**Set tasks**.
A: Find and copy each line of the records that contains the word "Annotate".
B: Write the next part of the Calderwood Lake camping entry, picking up after its final sentence.

**Given text**.
_ _ _ _ _

Saturday, May 29, 2010


 Wow;  super nice bolt of lightning!  The rain is really coming down.  It started as a gentle shower but escalated into this great downpour.  Thunder claps are many and frequent.  It's the day I have dreamed of.

After a few chores this morning, I hitched up the Gheenoe and invited Happy, Douglas and Shade to go along.  All I need do is leave a truck door open and the tailgate down.  After picking myself up off the ground from the stampede of the dogs for the truck;  I fought for a spot on the front seat from which to drive from.  They sure get excited.
 The drive to Calderwood Lake was uneventful accept for a windshield wiper blade that flew off and went past the passenger window.  Douglas didn't miss it as his head snapped to the right following the blade as it went past his face.
The tiny seven spot campground at Calderwood was full.  There were two campers and a few tents.  But I didn't care.  We were going down the lake a couple miles to camp in the great "out there."  The only thing that deters from the wilderness experience is the tent sites that the forest service installed along the lake.
There are only three of those wilderness sites that I know of and the reason is because the shoreline is so rocky and vertical that it's practically impossible to stand without holding on to a tree, let alone erect a tent.  It appears that the sites receive little use.  Too bad!  The tent enclosures do allow for fast tent set up and I can accept this minor reference to camp site modernization.
It was thundering as I backed the loaded boat into the water.  I couldn't wait to get to the campsite and get the OZ tent set up.
Tying the Gheenoe to the shoreline has always been a concern as the shoreline is covered with stones and boulders that jut out into the water.  I brought along some boat bumpers (rubber cylinders a foot long inflated with air) to place in strategic places along the hull of the boat where contact with rocks appeared eminent.
The bumper idea worked fine.  I can rest easy that the boat will survive the night unscathed.
Douglas wants to keep going.  He really does.  When he sits and waits;  he does not want to stop.  He thinks I'll give in.
The first task after unloading the boat was to put the tent up.  Thirty seconds and done.  No kidding.  Thirty seconds and it's ready to use.  The design is amazing.
 I pulled out the canopy and finished setting the poles just in time for the rain.

 The air was heavy with moisture and the temperature was cooling.  I like to open the back flap on the tent for flow through ventilation.
By the way;  if you like the looks of this tent you can contact the distributor at the following address and phone:  
USA - Family Tent Camping3708 Lakeview Dr.,
Winnebago, Illinois 61088 USA
Phone: 866 917 4083

The rain is pattering down on the awning.  I finished setting the awning poles just in time.  Shade is laying beside my chair frightened of the thundeer.  Douglas, keeping to his aloof nature, is laying on the ground behind the tent in the rain.
Douglas is his own guy and follows the beat of a different drummer.  He's a loner, much like myself.
The rain continues to fall and the pattering on the canvas canopy is relaxing.  I've always loved storms.  I don''t know why and there is no use trying to explain it.  I have thought about it often.

_ _ _ _ _

**Data for this task**.
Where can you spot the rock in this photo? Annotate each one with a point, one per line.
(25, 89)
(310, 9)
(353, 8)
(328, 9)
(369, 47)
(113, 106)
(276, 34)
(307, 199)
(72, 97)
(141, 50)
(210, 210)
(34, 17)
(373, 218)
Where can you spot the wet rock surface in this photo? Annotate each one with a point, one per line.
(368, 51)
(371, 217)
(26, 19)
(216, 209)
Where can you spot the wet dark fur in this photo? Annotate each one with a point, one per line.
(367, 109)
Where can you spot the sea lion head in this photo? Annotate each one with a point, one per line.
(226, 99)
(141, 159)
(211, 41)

_ _ _ _ _

**Expected results**.
A:
Where can you spot the rock in this photo? Annotate each one with a point, one per line.
Where can you spot the wet rock surface in this photo? Annotate each one with a point, one per line.
Where can you spot the wet dark fur in this photo? Annotate each one with a point, one per line.
Where can you spot the sea lion head in this photo? Annotate each one with a point, one per line.

B:
All the dogs jumped to their feet and have formed a line, all looking up the steep cliff behind us.  They quietly stare, unmoving in silence.  I wish I had their senses.  What a marvelous set of sensory skills they have.  Nothing goes unnoticed.  No sound escapes their scrutiny.  Better friends I could not have.  Shade has returned to her spot beside my chair and Happy has appeared to my right.  Happy is still fixated on the steep mountain side behind the tent.   Douglas is, "out there."  This trait he has for investigation worry's me.  It always has.  If he stumbles into trouble;  I won't be there to help him.  But at least he's free and not tethered by chain or rope.
Rain is still falling hard.  The water in front of the camp site is slowly moving toward the dam where it will fall into Chilhowee Lake.
Patches of fog are forming close to the surface due to the high humidity and heat contacting the cold water.  It is a mystical site to watch unfold as the wispy fog moves past in front of us.
The rain is falling harder now and the density of the fog increases.  It is growing in height right before my eyes.
This is great to watch materialize while sitting in my chair under the awning.  I hate navigating in that soup.
It creeps along silently enshrouding all in it's path.  Very interesting phenomena. 
Time for one more shot and then try to remember where I packed my little camp stove.  Douglas comes to full alert and focuses his attention down the lake.  I can hear someone talking.  Actually on man is controlling the conversation.  They are in the fog but their voices carry loud and clear over the water.  A small boat slowly comes into view and there are three men in it.  Still, only one of them dominates the conversation.  They are at idle speed.  That's smart in fog but, the heavy fog is overtaking them..  The boat becomes more
visible and one fellow waves to me.  I return the wave and climb back up the hill to my habitat.
Three guys in a fishing boat were keeping just ahead of the fog.   They weren't going fast enough.  It caught up to them.
The sky is very dark and is promising more rain.  Bring it on.  I couldn't be in a more perfect shelter out here.
 It's raining steady now and I'm certain the soft audible pattering sounds will escalate into a dynamic symphonic rendition of nature's fury before long.  I need to try to start a fire too.  I should be able to even though it's raining.  I got a system.......
Being somewhat alone out here (I have the dogs) allows time to think.  Now, in my case that's not always a good thing.  My thoughts usually focus on dogs at some point.  Oh yes;  got it started.
I am surrounded by dogs.  Why not give them consideration on this blog entry.  I hear all the scientific dissertations concerning dog psychology and dog this and dog that but, I just like to accept them for what and who they are.  To me, they are personalities.  Each is an individual.  All are canine.  I didn't adopt a canine.  I adopted an individual.  I adopted a friend.  and of all the personalities and of all the individuals out there I can guarantee this:  they just want to be loved and cared for.  Each dog has his idiosyncrasies but all desire a gentle hand and a kind voice directed to them.  I've heard people say that "I can't stand when he jumps on me or licks my arm.  He puts his paws on me continuously."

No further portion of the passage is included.